Work to be completed: Reproduce every entry word for word. Drop all pictures from the copy.

### Raw data

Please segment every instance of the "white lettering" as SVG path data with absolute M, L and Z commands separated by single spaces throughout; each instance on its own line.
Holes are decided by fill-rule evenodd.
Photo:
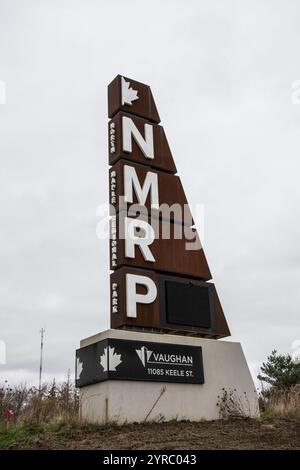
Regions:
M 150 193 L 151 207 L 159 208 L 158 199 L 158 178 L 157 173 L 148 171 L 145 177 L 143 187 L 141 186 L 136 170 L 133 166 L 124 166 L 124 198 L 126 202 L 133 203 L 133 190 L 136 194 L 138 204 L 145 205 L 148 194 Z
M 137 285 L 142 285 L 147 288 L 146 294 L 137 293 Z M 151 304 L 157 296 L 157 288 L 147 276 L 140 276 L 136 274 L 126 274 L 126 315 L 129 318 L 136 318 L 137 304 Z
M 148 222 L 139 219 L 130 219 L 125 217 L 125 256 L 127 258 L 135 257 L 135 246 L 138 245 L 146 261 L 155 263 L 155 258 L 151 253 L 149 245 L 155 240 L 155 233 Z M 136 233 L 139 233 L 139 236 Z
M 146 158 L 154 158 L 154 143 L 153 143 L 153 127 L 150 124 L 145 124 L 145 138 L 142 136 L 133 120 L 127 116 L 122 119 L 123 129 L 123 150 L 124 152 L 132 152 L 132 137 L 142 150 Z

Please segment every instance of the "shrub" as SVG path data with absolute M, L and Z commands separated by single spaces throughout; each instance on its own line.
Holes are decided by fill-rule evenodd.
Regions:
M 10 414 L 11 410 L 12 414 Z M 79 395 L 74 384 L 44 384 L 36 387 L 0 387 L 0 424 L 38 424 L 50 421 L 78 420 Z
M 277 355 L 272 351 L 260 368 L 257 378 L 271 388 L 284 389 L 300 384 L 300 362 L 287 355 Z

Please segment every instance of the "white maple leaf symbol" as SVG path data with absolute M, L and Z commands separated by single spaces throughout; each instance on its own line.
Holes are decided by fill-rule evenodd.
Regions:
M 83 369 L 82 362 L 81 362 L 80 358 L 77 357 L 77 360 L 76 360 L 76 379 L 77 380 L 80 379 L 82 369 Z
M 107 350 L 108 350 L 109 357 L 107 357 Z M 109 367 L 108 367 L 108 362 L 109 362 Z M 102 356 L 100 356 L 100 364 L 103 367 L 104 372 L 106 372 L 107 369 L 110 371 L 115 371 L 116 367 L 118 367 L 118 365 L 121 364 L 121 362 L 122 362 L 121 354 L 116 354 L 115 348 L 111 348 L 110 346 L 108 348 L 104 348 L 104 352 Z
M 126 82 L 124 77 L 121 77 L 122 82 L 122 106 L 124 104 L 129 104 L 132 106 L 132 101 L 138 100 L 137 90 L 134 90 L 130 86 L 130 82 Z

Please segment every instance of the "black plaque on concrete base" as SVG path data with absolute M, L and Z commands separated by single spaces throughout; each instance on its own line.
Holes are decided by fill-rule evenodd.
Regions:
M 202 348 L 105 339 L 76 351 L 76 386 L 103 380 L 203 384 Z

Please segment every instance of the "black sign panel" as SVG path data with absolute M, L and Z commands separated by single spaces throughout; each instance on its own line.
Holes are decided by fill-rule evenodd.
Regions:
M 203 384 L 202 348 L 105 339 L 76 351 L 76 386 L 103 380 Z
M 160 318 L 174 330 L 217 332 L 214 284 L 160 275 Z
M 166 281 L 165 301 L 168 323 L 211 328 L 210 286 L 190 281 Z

######

Response:
Please segment every instance of the "white lettering" as SVG path data with absolute M, L and Z commands separated by single spaces throughout; each instance on its own line.
Holes are decided by fill-rule evenodd.
Photo:
Regions:
M 150 193 L 151 207 L 159 208 L 158 199 L 158 178 L 157 173 L 148 171 L 145 177 L 143 187 L 141 186 L 136 170 L 133 166 L 124 166 L 124 198 L 126 202 L 133 203 L 133 190 L 136 194 L 138 204 L 145 205 L 148 194 Z
M 137 285 L 142 285 L 147 288 L 146 294 L 137 293 Z M 151 304 L 157 296 L 157 288 L 147 276 L 140 276 L 136 274 L 126 274 L 126 315 L 129 318 L 136 318 L 137 304 Z
M 148 222 L 139 219 L 130 219 L 125 217 L 125 256 L 127 258 L 135 257 L 135 246 L 138 245 L 146 261 L 155 263 L 155 258 L 151 253 L 149 245 L 155 240 L 155 233 Z M 136 233 L 139 233 L 139 236 Z
M 146 158 L 154 158 L 154 143 L 153 143 L 153 127 L 150 124 L 145 124 L 145 138 L 142 136 L 133 120 L 127 116 L 122 119 L 123 129 L 123 150 L 124 152 L 132 152 L 132 137 L 142 150 Z

Please segment every instance of the "shrub" as SVG path data with absolute M, L and Z commands separated by single spaces throughout; each instance on its own line.
Holes are decided by fill-rule evenodd.
Regions:
M 10 414 L 11 410 L 12 414 Z M 79 395 L 74 384 L 44 384 L 36 387 L 0 387 L 0 424 L 38 424 L 50 421 L 78 420 Z
M 277 355 L 272 351 L 260 368 L 257 378 L 271 388 L 284 389 L 300 384 L 300 362 L 287 355 Z

Please segment every instance of the "white maple leaf symbol" as SVG path data with absolute M, L and Z commands separated by single spaces throughout; each instance on its own line.
Holes are decided by fill-rule evenodd.
Regions:
M 83 369 L 82 362 L 81 362 L 80 358 L 77 357 L 77 360 L 76 360 L 76 379 L 77 380 L 80 379 L 82 369 Z
M 107 350 L 108 350 L 109 357 L 107 357 Z M 109 367 L 108 367 L 108 362 L 109 362 Z M 102 356 L 100 356 L 100 364 L 103 367 L 104 372 L 106 372 L 107 369 L 110 371 L 115 371 L 116 367 L 118 367 L 118 365 L 121 364 L 121 362 L 122 362 L 121 354 L 116 354 L 115 348 L 111 348 L 110 346 L 108 348 L 104 348 L 104 352 Z
M 126 82 L 124 77 L 121 77 L 122 82 L 122 106 L 124 104 L 129 104 L 132 106 L 132 101 L 138 100 L 137 90 L 134 90 L 130 86 L 130 82 Z

Please segment every instance of the "black plaque on concrete base" as SVG path data with absolute M, L and Z commands separated by single spaces throughout; each instance on its own line.
Holes are decided by fill-rule evenodd.
Regions:
M 202 348 L 105 339 L 76 351 L 76 386 L 103 380 L 203 384 Z

Please segment every instance of the "black sign panel" as SVG path data with absolute M, L and Z commands separated by single spaces throughout; each instance on its own line.
Holes are decided by fill-rule evenodd.
Regions:
M 203 384 L 202 348 L 105 339 L 76 351 L 76 386 L 103 380 Z
M 160 318 L 174 330 L 217 332 L 214 284 L 160 275 Z
M 166 281 L 165 301 L 168 323 L 211 328 L 210 286 L 190 281 Z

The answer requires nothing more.